HASIL YANG DIMINTA: Ambil dari data di bawah ini setiap baris yang memuat kata "blue", lalu salin baris-baris itu secara utuh.

Cuplikan dataset anotasi lokasi:
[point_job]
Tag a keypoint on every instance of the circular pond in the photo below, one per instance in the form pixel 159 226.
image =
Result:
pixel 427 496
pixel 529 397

---

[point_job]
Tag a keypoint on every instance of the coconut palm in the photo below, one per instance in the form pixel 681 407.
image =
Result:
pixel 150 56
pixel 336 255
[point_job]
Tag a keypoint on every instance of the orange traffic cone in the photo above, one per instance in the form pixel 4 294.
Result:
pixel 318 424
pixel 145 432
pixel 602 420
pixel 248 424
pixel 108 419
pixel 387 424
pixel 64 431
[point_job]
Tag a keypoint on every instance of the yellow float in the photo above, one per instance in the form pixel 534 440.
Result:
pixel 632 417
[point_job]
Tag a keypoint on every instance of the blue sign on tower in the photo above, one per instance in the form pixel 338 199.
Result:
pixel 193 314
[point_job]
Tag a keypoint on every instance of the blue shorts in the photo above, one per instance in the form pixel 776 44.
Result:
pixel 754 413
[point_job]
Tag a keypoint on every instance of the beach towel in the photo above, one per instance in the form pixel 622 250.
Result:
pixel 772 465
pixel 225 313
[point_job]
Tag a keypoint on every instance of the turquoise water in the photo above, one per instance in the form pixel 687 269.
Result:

JAWABAN LENGKAP:
Tag a keypoint on every instance of the blue sign on tower in the photo above, one per instance in the form pixel 338 199.
Tag a keypoint on every instance of the blue shorts in the photo above, one per instance in the form pixel 776 44.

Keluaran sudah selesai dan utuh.